*Exercise task 1:* Reproduce the entries between the lines holding "Circle every shadowed" and "xmin=586 ymin=314 xmax=640 ymax=334", inclusive, renaming "chimney" as "flue" and leaving everything else unchanged.

*Extract provided:*

======

"Le Chat" is a 1992 song recorded by French act Pow woW. Written by the band's four members (Ahmed Mouici, Pascal Periz, Bertrand Pierre and Alain Chennevière), this a cappella song was the first single from its debut album Regagner les plaines, and was released in May 1992 with two different single covers for the formats: the first is a photo of the band on a red and black background, and the second is a drawing which shows a cat's tail. "Le Chat" had a great success in France where it was a number-one hit for seven weeks, becoming a popular song throughout the years, and was awarded 'Song of the year' in the 1993 Victoires de la Musique.

Cricial reception
Elia Habib, an expert of French charts, said that the song has "irresistible rhythms, notes, onomatopoeic sounds and vocals remarkably built on shrewdly exquisite contrasts and nuances"; he also stated: "The text, lively and original, is a sort of declaration of love vacillating between moving mewings and seductive purrs, before finishing in a hunter scratch".

======

*Provided records:*
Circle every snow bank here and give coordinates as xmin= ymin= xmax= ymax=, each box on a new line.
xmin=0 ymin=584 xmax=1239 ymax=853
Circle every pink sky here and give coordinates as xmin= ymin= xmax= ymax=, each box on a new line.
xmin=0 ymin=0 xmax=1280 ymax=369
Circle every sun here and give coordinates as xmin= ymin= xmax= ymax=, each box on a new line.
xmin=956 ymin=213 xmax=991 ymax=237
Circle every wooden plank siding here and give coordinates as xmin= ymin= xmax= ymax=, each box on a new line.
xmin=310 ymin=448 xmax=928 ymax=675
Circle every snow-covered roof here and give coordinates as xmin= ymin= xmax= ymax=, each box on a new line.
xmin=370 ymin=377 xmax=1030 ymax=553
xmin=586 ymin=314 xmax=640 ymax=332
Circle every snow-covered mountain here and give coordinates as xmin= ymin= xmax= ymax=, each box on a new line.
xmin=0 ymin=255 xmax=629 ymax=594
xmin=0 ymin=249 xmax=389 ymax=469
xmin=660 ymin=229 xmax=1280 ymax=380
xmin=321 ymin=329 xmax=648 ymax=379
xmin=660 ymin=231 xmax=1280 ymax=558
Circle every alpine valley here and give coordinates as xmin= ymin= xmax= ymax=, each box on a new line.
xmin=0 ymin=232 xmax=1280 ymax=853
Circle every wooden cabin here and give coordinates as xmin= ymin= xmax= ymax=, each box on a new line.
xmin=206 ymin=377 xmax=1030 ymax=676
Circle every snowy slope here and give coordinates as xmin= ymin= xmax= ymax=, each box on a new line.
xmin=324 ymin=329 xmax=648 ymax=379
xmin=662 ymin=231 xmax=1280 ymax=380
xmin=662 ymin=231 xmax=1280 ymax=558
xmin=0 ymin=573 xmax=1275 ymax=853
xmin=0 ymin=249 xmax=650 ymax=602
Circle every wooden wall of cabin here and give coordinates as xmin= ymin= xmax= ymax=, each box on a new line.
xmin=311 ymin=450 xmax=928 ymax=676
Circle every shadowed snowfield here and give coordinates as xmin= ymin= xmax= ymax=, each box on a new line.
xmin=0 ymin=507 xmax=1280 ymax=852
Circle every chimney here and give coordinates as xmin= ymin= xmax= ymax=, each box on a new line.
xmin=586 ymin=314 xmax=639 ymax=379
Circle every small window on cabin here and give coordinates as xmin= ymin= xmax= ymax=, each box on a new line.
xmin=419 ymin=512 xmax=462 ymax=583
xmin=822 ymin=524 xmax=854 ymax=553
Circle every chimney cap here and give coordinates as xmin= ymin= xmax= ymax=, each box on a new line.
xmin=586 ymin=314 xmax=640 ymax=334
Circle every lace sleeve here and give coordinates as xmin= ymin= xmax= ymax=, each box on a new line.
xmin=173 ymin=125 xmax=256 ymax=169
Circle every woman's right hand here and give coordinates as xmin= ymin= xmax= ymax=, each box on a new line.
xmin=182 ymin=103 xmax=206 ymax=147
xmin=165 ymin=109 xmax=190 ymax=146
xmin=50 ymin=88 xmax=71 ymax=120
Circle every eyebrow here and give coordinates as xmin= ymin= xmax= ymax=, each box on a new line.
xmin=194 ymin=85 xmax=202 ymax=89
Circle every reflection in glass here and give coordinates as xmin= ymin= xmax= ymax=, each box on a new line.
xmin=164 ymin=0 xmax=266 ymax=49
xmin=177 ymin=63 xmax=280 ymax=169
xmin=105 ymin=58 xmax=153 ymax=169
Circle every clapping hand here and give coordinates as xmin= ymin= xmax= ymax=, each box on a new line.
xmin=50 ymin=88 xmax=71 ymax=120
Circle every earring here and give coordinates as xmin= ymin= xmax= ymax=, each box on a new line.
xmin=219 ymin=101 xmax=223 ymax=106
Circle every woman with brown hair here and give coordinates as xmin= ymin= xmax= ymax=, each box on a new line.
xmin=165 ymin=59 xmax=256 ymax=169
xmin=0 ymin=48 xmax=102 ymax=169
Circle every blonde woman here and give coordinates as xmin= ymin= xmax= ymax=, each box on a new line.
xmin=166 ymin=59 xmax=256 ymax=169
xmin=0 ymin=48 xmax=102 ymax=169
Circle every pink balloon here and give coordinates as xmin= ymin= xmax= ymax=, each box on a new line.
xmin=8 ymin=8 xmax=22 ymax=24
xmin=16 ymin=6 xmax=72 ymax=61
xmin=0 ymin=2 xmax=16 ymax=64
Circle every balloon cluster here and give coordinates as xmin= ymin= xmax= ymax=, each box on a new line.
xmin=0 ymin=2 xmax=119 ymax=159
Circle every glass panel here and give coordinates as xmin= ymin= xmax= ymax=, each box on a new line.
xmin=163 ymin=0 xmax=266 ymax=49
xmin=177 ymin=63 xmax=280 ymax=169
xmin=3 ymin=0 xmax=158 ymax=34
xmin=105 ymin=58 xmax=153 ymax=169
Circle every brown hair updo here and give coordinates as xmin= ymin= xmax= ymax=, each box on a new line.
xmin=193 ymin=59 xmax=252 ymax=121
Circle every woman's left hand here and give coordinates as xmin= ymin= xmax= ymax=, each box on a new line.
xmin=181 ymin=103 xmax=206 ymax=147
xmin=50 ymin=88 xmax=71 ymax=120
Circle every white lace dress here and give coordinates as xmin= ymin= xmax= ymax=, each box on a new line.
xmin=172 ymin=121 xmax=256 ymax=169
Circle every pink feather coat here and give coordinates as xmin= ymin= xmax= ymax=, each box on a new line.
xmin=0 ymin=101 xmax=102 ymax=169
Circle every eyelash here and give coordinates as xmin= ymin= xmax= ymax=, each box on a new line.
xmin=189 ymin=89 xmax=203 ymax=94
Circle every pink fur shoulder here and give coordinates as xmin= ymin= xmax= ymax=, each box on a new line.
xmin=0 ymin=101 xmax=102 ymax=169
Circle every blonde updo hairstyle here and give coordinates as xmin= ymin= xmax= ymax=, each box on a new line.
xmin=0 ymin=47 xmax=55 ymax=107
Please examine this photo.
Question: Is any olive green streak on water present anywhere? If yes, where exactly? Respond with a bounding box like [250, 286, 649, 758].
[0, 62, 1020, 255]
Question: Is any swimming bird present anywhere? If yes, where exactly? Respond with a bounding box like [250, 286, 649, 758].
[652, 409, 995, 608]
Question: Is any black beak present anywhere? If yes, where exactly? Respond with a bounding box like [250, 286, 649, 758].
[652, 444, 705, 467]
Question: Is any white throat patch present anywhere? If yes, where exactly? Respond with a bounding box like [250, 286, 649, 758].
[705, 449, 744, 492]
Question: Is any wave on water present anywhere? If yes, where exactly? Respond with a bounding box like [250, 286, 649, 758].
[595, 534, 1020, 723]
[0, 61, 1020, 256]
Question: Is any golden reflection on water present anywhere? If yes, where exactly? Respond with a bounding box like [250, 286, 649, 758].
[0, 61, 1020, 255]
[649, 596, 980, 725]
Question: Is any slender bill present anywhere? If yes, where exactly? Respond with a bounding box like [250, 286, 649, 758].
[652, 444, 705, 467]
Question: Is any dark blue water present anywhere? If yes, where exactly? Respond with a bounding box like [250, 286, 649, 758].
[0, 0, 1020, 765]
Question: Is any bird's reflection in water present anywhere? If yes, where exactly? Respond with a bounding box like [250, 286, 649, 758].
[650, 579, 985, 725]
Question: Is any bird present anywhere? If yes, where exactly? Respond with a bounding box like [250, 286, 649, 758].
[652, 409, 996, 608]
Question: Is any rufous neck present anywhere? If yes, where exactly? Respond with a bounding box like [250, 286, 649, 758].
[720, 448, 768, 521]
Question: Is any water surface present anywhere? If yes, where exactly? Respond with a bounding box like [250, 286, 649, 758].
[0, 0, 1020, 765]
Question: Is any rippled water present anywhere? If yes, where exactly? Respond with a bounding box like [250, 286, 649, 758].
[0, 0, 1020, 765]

======

*Exercise task 2:* List the members of Pow woW named in the article on "Le Chat".

*Written answer 1:*
Circle every shadowed snowfield here and give coordinates as xmin= ymin= xmax= ymax=, each box on a new line.
xmin=0 ymin=507 xmax=1280 ymax=852
Circle every flue here and give coordinates as xmin= ymin= xmax= ymax=, each box on a new line.
xmin=586 ymin=314 xmax=639 ymax=379
Circle every small window on cabin here and give coordinates as xmin= ymin= xmax= ymax=, each box on a new line.
xmin=419 ymin=512 xmax=462 ymax=583
xmin=822 ymin=524 xmax=854 ymax=553
Circle every flue cap here and give coordinates as xmin= ymin= xmax= ymax=, each box on a new line.
xmin=586 ymin=314 xmax=640 ymax=334

*Written answer 2:*
Ahmed Mouici
Pascal Periz
Bertrand Pierre
Alain Chennevière